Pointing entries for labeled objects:
□ □ □ □ □ □ □
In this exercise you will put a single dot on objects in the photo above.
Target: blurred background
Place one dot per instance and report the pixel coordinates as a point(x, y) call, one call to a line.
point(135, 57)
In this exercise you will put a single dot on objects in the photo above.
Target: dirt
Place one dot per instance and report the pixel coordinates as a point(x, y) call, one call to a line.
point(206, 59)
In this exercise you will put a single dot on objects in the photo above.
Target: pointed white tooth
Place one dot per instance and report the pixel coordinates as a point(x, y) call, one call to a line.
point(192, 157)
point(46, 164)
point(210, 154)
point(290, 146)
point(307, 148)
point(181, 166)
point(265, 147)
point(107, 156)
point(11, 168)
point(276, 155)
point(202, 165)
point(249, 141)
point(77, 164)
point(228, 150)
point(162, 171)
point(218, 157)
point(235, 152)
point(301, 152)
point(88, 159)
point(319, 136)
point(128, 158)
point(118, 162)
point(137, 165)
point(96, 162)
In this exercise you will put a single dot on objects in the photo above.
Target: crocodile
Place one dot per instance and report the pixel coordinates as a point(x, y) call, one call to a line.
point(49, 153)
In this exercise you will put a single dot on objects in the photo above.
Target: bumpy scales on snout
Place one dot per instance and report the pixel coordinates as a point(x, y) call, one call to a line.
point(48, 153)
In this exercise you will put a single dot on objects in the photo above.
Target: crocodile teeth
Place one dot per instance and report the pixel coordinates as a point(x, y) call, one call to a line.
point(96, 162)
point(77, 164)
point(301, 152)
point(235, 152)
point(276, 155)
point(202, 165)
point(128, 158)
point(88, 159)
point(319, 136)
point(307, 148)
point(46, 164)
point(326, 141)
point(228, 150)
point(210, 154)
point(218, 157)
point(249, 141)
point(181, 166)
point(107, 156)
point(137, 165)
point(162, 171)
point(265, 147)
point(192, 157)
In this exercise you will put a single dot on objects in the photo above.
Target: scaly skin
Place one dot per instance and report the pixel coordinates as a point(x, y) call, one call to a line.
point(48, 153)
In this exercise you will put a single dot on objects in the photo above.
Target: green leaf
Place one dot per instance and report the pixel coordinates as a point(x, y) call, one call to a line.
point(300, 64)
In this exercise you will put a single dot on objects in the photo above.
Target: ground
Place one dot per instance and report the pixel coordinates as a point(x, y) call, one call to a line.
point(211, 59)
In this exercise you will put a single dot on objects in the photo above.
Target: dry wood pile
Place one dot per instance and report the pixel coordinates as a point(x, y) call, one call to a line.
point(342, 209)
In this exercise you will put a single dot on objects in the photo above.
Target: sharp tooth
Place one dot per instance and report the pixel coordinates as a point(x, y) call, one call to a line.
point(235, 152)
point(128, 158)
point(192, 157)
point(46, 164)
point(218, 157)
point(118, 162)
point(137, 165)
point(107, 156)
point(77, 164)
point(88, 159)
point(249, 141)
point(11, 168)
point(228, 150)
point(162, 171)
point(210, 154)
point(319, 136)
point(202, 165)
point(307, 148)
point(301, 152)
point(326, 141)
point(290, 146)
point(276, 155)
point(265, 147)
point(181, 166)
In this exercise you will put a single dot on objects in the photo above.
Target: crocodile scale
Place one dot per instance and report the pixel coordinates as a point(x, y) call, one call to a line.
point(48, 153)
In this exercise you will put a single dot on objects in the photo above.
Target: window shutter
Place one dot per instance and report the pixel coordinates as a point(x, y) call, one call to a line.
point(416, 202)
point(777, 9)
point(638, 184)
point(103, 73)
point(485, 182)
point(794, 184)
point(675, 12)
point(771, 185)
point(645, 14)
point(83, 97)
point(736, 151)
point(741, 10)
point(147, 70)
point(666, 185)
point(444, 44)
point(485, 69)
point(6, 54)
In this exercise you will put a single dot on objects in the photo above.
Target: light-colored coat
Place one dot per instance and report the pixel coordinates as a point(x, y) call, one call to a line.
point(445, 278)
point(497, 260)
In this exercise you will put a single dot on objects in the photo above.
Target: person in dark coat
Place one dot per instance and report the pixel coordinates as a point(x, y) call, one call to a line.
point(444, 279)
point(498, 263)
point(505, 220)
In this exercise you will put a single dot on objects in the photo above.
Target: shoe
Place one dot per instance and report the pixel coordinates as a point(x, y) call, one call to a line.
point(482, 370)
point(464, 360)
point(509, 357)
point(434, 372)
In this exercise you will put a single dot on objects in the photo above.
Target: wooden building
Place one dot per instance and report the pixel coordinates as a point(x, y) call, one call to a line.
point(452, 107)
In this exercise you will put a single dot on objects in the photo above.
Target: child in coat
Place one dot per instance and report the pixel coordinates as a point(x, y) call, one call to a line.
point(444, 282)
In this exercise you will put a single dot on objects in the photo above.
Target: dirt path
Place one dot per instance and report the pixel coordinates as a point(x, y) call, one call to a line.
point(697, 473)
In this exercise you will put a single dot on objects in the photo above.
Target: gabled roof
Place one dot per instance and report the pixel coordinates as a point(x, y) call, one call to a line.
□ □ □ □ □ □ □
# [GIVEN EXERCISE]
Put every line of the data above into a numbered list, leaving out any blank lines.

# [WORKED SOLUTION]
1. In this exercise you will put a single dot on objects in the photo above.
2. Target: blurred background
3. Place one dot per instance and report the pixel coordinates as a point(x, y) call, one call to a line.
4. point(135, 57)
5. In this exercise you will put a single dot on objects in the photo above.
6. Target: dirt
7. Place one dot per instance and report the pixel coordinates as a point(x, y) call, one call to a line.
8. point(206, 59)
9. In this exercise you will put a single dot on objects in the photo above.
10. Target: pointed white tooth
11. Place one dot per instance and report the pixel coordinates as a point(x, y) call, one call to a line.
12. point(192, 157)
13. point(46, 164)
14. point(210, 154)
15. point(290, 146)
16. point(307, 148)
17. point(181, 166)
18. point(265, 147)
19. point(107, 156)
20. point(11, 168)
21. point(276, 155)
22. point(202, 165)
23. point(249, 141)
24. point(77, 164)
25. point(228, 150)
26. point(162, 171)
27. point(218, 157)
28. point(235, 152)
29. point(301, 152)
30. point(88, 159)
31. point(319, 136)
32. point(128, 158)
33. point(118, 162)
34. point(137, 165)
35. point(96, 162)
36. In this exercise you will put a single dot on objects in the photo above.
37. Target: crocodile
38. Place one dot per instance and report the pixel coordinates as a point(x, y) call, one call to a line.
39. point(49, 153)
40. In this exercise you will put a single dot on objects in the photo above.
41. Target: bumpy scales on snout
42. Place one dot per instance and report the pixel coordinates as a point(x, y) call, one call to a line.
43. point(48, 153)
44. In this exercise you will put a single dot on objects in the photo above.
45. Target: crocodile teeth
46. Place one dot per instance and report the pixel coordinates as a point(x, y) call, one call to a line.
47. point(96, 162)
48. point(77, 164)
49. point(301, 152)
50. point(235, 152)
51. point(276, 155)
52. point(202, 165)
53. point(128, 158)
54. point(88, 159)
55. point(319, 136)
56. point(307, 148)
57. point(46, 164)
58. point(326, 141)
59. point(228, 150)
60. point(210, 154)
61. point(218, 157)
62. point(249, 141)
63. point(181, 166)
64. point(107, 156)
65. point(137, 165)
66. point(162, 171)
67. point(265, 147)
68. point(192, 157)
69. In this exercise you will put a single dot on objects in the photo above.
70. Target: scaly skin
71. Place one dot per instance and report the pixel coordinates as a point(x, y) call, one call to a line.
72. point(48, 153)
73. In this exercise you will put a single dot on objects in the photo above.
74. Target: green leaf
75. Place one dot per instance and report the pixel coordinates as a point(x, y) call, one call to a line.
76. point(300, 64)
77. In this exercise you will put a single dot on objects in the photo above.
78. Target: ground
79. Place one dot per instance and report the pixel coordinates as a point(x, y) call, one call to a line.
80. point(211, 59)
81. In this exercise you will put a single dot on objects in the photo above.
82. Target: dry wood pile
83. Place one dot per instance and report the pixel coordinates as a point(x, y) call, one call to a line.
84. point(342, 209)
85. In this exercise you will put a single dot on objects in the photo above.
86. Target: sharp tooth
87. Place one dot per instance and report the pixel coordinates as a point(x, y) call, one call to a line.
88. point(235, 152)
89. point(128, 158)
90. point(192, 157)
91. point(46, 164)
92. point(218, 157)
93. point(118, 162)
94. point(137, 165)
95. point(107, 156)
96. point(77, 164)
97. point(88, 159)
98. point(249, 141)
99. point(11, 168)
100. point(228, 150)
101. point(162, 171)
102. point(210, 154)
103. point(319, 136)
104. point(202, 165)
105. point(307, 148)
106. point(301, 152)
107. point(326, 141)
108. point(290, 146)
109. point(276, 155)
110. point(265, 147)
111. point(181, 166)
112. In this exercise you will put a single dot on objects in the photo above.
113. Target: crocodile scale
114. Place one dot per instance and report the pixel coordinates as a point(x, y) call, one call to a line.
115. point(48, 153)
116. In this exercise you will put a single dot on objects in the photo above.
117. Target: window shutter
118. Place one dot per instance and report the pixel coordinates as a point(x, y) call, one call to a line.
119. point(416, 202)
120. point(777, 9)
121. point(638, 184)
122. point(103, 73)
123. point(485, 182)
124. point(794, 184)
125. point(675, 12)
126. point(771, 185)
127. point(645, 14)
128. point(83, 97)
129. point(736, 151)
130. point(741, 10)
131. point(147, 70)
132. point(666, 185)
133. point(444, 44)
134. point(485, 69)
135. point(6, 54)
136. In this exercise you will put a single dot on objects in the photo above.
137. Target: light-colored coat
138. Place one dot per instance and report the pixel coordinates as a point(x, y) call, one call to a line.
139. point(445, 278)
140. point(497, 260)
141. In this exercise you will put a single dot on objects in the photo above.
142. Target: person in dark coat
143. Place one dot per instance and report the pixel coordinates as a point(x, y) call, one call to a line.
144. point(444, 279)
145. point(498, 263)
146. point(505, 220)
147. In this exercise you will put a single dot on objects in the photo above.
148. Target: shoe
149. Place one dot per instance and report the pixel coordinates as a point(x, y) call, one call to a line.
150. point(482, 370)
151. point(464, 360)
152. point(509, 357)
153. point(434, 372)
154. In this exercise you will put a single dot on objects in the photo above.
155. Target: wooden building
156. Place one dot per instance and report the pixel coordinates as a point(x, y) call, one call to a line.
157. point(452, 107)
158. In this exercise you will put a single dot on objects in the photo above.
159. Target: child in coat
160. Place one dot per instance and report the pixel coordinates as a point(x, y) call, one call to a line.
161. point(444, 282)
162. In this exercise you will put a single dot on objects in the photo above.
163. Target: dirt path
164. Place one dot per instance and report the pixel coordinates as a point(x, y) call, one call to a line.
165. point(697, 473)
166. In this exercise you will put a single dot on objects in the photo above.
167. Target: gabled roof
168. Place one dot per instance and report the pixel coordinates as a point(x, y) call, one call to a line.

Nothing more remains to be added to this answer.